§ **DATA FOR THE TASK**
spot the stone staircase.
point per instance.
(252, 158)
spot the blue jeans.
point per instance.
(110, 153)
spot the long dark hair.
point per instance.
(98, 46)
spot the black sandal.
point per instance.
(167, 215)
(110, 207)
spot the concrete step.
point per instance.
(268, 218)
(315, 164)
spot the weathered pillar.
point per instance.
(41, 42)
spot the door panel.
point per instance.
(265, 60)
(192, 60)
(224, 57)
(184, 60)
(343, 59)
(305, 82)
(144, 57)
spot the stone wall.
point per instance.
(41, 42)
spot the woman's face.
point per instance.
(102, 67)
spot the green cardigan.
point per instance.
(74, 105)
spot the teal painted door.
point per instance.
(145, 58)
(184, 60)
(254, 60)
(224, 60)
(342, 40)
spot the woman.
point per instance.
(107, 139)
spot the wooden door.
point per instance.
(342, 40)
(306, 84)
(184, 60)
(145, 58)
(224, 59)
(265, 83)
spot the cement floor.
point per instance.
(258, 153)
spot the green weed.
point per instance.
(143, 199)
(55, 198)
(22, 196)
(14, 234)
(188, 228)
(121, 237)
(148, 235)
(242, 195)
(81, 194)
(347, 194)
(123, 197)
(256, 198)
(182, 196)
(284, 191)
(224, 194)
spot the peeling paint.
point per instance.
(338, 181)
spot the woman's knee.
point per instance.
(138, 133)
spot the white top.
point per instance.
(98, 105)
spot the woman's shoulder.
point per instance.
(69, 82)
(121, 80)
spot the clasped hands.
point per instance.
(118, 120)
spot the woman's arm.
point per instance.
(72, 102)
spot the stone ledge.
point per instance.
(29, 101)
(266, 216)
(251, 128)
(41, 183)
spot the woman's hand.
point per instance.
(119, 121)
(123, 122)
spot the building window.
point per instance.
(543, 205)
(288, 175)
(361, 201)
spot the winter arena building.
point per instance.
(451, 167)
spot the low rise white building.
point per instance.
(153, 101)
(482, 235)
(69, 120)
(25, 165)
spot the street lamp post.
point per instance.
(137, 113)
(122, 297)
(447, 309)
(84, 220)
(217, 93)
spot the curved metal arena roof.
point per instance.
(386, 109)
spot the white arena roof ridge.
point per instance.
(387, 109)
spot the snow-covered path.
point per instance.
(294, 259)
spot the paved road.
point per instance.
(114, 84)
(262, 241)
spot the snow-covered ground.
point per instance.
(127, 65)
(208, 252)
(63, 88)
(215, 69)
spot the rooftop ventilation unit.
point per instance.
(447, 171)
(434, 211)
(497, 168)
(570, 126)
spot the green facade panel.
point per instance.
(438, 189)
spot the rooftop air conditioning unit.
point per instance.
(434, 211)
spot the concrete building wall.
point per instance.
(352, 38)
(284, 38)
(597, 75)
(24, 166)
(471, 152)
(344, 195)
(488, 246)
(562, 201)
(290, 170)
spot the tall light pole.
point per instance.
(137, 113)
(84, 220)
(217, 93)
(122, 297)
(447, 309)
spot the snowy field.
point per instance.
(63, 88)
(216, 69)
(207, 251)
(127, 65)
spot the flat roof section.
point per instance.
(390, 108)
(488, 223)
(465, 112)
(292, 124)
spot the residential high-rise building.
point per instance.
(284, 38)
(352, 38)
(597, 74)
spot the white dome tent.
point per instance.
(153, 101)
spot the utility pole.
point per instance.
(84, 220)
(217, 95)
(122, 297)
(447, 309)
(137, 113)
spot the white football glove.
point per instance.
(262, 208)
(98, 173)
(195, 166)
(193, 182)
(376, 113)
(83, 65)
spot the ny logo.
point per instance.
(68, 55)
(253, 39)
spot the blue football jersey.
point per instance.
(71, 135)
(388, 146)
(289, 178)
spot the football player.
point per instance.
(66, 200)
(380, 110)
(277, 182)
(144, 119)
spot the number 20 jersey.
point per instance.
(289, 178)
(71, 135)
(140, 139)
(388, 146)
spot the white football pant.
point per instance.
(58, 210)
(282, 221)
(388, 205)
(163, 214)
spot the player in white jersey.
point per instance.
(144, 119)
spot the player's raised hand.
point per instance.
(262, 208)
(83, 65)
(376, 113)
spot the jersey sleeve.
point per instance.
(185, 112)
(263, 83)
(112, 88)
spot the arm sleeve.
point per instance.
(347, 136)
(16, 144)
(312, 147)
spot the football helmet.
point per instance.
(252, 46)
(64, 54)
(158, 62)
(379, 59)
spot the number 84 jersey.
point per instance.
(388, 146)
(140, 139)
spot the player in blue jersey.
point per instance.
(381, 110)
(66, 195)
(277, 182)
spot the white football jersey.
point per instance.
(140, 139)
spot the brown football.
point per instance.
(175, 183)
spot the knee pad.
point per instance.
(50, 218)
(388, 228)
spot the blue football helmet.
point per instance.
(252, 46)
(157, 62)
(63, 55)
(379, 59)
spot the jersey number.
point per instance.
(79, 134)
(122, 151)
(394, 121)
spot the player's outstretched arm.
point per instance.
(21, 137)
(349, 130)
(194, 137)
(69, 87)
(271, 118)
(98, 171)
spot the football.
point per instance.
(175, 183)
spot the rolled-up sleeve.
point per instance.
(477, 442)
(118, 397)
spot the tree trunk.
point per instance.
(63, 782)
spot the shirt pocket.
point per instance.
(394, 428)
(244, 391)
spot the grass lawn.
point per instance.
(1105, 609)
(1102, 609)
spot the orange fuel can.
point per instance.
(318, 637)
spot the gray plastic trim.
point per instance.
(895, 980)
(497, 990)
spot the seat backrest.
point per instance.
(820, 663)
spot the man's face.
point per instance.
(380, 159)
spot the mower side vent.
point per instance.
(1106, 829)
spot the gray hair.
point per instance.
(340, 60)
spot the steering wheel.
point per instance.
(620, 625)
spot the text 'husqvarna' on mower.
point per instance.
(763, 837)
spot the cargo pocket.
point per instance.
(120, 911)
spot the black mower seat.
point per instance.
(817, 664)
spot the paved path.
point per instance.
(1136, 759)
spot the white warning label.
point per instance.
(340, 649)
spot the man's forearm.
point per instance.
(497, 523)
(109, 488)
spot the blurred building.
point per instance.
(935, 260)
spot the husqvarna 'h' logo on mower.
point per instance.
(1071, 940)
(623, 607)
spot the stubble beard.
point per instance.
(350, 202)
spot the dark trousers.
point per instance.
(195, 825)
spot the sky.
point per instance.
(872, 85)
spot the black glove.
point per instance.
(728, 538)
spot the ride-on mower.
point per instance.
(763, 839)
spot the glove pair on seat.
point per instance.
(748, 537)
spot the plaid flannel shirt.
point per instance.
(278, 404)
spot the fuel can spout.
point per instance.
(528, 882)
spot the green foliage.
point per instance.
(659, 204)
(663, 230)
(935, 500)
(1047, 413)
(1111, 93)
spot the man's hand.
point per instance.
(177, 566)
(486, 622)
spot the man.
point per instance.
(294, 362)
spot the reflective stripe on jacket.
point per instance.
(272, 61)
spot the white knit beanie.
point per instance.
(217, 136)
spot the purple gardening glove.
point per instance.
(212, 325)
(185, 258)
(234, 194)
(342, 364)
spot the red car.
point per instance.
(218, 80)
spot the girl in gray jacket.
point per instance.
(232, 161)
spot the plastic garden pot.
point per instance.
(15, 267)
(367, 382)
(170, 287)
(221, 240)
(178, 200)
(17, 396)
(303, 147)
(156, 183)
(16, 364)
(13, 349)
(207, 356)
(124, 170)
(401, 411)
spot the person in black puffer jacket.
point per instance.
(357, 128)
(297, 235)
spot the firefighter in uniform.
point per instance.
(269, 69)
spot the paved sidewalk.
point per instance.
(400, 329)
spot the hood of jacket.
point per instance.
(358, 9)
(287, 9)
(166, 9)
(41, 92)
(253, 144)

§ **SET EXERCISE**
Make an exact copy of the material above.

§ **REPLY TO THE TASK**
spot the stone staircase.
point per instance.
(252, 158)
spot the blue jeans.
point per instance.
(110, 153)
spot the long dark hair.
point per instance.
(98, 46)
spot the black sandal.
point per instance.
(167, 215)
(110, 207)
spot the concrete step.
point per instance.
(268, 218)
(315, 164)
spot the weathered pillar.
point per instance.
(41, 42)
spot the door panel.
point per instance.
(265, 60)
(192, 60)
(224, 57)
(184, 60)
(343, 59)
(305, 82)
(144, 57)
spot the stone wall.
point per instance.
(41, 42)
spot the woman's face.
point per instance.
(102, 67)
spot the green cardigan.
point per instance.
(74, 105)
spot the teal painted door.
point per instance.
(145, 58)
(184, 60)
(254, 60)
(224, 60)
(342, 40)
spot the woman.
point per instance.
(107, 139)
spot the wooden door.
point per instance.
(342, 40)
(306, 84)
(184, 60)
(145, 58)
(224, 59)
(265, 83)
spot the cement floor.
point per instance.
(258, 153)
spot the green weed.
point per instance.
(143, 199)
(55, 198)
(22, 196)
(14, 234)
(188, 228)
(121, 237)
(148, 235)
(242, 195)
(81, 194)
(347, 194)
(123, 197)
(256, 198)
(182, 196)
(284, 191)
(224, 194)
spot the peeling paint.
point per instance.
(338, 181)
spot the woman's knee.
point per instance.
(138, 133)
spot the white top.
point per instance.
(98, 105)
spot the woman's shoulder.
point per instance.
(69, 82)
(121, 80)
spot the clasped hands.
point per instance.
(118, 120)
spot the woman's arm.
point per instance.
(72, 102)
spot the stone ledge.
point per instance.
(29, 101)
(266, 216)
(251, 128)
(41, 183)
spot the woman's hand.
point per instance.
(119, 121)
(123, 122)
spot the building window.
point per instance.
(543, 205)
(288, 175)
(361, 201)
spot the winter arena building.
point per instance.
(451, 167)
spot the low rise white building.
point per instance.
(153, 101)
(482, 235)
(69, 120)
(25, 165)
spot the street lamp post.
point per instance.
(137, 113)
(122, 297)
(447, 309)
(84, 220)
(217, 93)
spot the curved metal arena roof.
point per instance.
(386, 109)
spot the white arena roof ridge.
point per instance.
(387, 109)
spot the snow-covered path.
point per instance.
(294, 259)
spot the paved road.
point per instance.
(114, 84)
(262, 241)
spot the snow-covered ground.
point per instance.
(127, 65)
(208, 252)
(63, 88)
(215, 69)
spot the rooftop ventilation unit.
point per instance.
(447, 171)
(434, 211)
(497, 168)
(570, 126)
spot the green facade panel.
point per instance.
(438, 189)
spot the rooftop air conditioning unit.
point per instance.
(434, 211)
spot the concrete building wall.
point per instance.
(352, 38)
(284, 38)
(597, 75)
(24, 166)
(471, 152)
(344, 195)
(488, 246)
(562, 201)
(290, 170)
spot the tall light pole.
point per instance.
(137, 113)
(84, 220)
(217, 93)
(122, 297)
(447, 309)
spot the snowy field.
point per instance.
(63, 88)
(216, 69)
(207, 251)
(127, 65)
spot the flat roof section.
point per instance.
(390, 108)
(488, 223)
(465, 112)
(292, 124)
spot the residential high-rise building.
point per instance.
(284, 38)
(352, 38)
(597, 74)
spot the white dome tent.
point per instance.
(153, 101)
spot the utility pole.
point per instance.
(84, 220)
(217, 95)
(122, 297)
(447, 309)
(137, 113)
spot the white football glove.
point per instance.
(262, 208)
(98, 173)
(195, 166)
(193, 182)
(376, 113)
(83, 65)
spot the ny logo.
point per instance.
(68, 55)
(253, 39)
spot the blue football jersey.
point per instance.
(71, 135)
(388, 146)
(289, 178)
spot the football player.
point per instance.
(66, 200)
(380, 110)
(277, 182)
(144, 119)
spot the number 20 jersey.
point per instance.
(289, 178)
(71, 135)
(140, 139)
(388, 146)
spot the white football pant.
point per instance.
(58, 210)
(282, 221)
(388, 205)
(163, 214)
spot the player in white jersey.
point per instance.
(144, 119)
spot the player's raised hand.
point per instance.
(262, 208)
(83, 65)
(376, 113)
spot the jersey sleeve.
point per instance.
(185, 112)
(263, 83)
(112, 88)
spot the arm sleeve.
point per instance.
(347, 136)
(16, 144)
(312, 147)
spot the football helmet.
point per instance.
(252, 46)
(64, 54)
(158, 62)
(379, 59)
spot the number 84 jersey.
point per instance.
(388, 146)
(140, 139)
spot the player in blue jersey.
point per instance.
(381, 110)
(66, 195)
(277, 182)
spot the white football jersey.
point per instance.
(140, 139)
spot the brown football.
point per instance.
(175, 183)
spot the knee pad.
point per instance.
(50, 218)
(388, 228)
spot the blue football helmet.
point per instance.
(252, 46)
(157, 62)
(63, 55)
(379, 59)
spot the jersey number.
point per instance.
(79, 134)
(122, 151)
(394, 121)
spot the player's outstretched arm.
point per instance.
(21, 137)
(349, 130)
(194, 137)
(69, 87)
(271, 118)
(98, 171)
spot the football.
point per instance.
(175, 183)
spot the rolled-up sleeve.
point per instance.
(477, 442)
(118, 397)
spot the tree trunk.
point per instance.
(63, 782)
spot the shirt pocket.
point per instance.
(394, 428)
(244, 391)
spot the grass lawn.
point per instance.
(1105, 609)
(1102, 609)
spot the orange fuel can.
point per instance.
(318, 637)
spot the gray plastic trim.
point per instance.
(895, 980)
(497, 990)
spot the seat backrest.
point per instance.
(820, 663)
spot the man's face.
point per instance.
(380, 159)
spot the mower side vent.
point per instance.
(1106, 829)
spot the gray hair.
point per instance.
(340, 60)
spot the steering wheel.
point per instance.
(620, 625)
spot the text 'husqvarna' on mower.
point per instance.
(763, 837)
spot the cargo pocket.
point per instance.
(120, 911)
spot the black mower seat.
point per instance.
(817, 664)
spot the paved path.
point per instance.
(1136, 759)
spot the white warning label.
point per instance.
(340, 649)
spot the man's forearm.
point per instance.
(497, 523)
(109, 488)
spot the blurred building.
point per instance.
(935, 260)
spot the husqvarna 'h' logo on mower.
point per instance.
(1071, 940)
(623, 607)
spot the stubble beard.
point per instance.
(350, 202)
spot the dark trousers.
point per instance.
(195, 825)
spot the sky.
point per instance.
(872, 85)
spot the black glove.
point per instance.
(728, 538)
spot the ride-on mower.
point per instance.
(763, 839)
spot the glove pair on seat.
point per instance.
(748, 537)
spot the plaid flannel shirt.
point per instance.
(278, 404)
spot the fuel can spout.
point per instance.
(528, 882)
spot the green foliage.
point per instance.
(659, 204)
(663, 230)
(935, 500)
(1047, 413)
(1111, 93)
spot the man's hand.
point per instance.
(177, 566)
(486, 622)
spot the man.
point per instance.
(294, 362)
spot the reflective stripe on jacket.
point per instance.
(272, 61)
spot the white knit beanie.
point per instance.
(217, 136)
spot the purple gardening glove.
point per instance.
(212, 325)
(185, 258)
(234, 194)
(342, 364)
spot the red car.
point per instance.
(218, 80)
spot the girl in gray jacket.
point per instance.
(232, 161)
spot the plastic garden pot.
point per instance.
(15, 267)
(367, 382)
(170, 287)
(221, 240)
(178, 200)
(17, 396)
(303, 147)
(156, 183)
(16, 364)
(13, 349)
(207, 356)
(124, 170)
(401, 411)
spot the person in black puffer jacket.
point per instance.
(357, 128)
(297, 235)
spot the firefighter in uniform.
point per instance.
(269, 69)
spot the paved sidewalk.
point per instance.
(400, 329)
spot the hood of jacket.
point per instance.
(358, 9)
(287, 9)
(166, 9)
(41, 92)
(253, 144)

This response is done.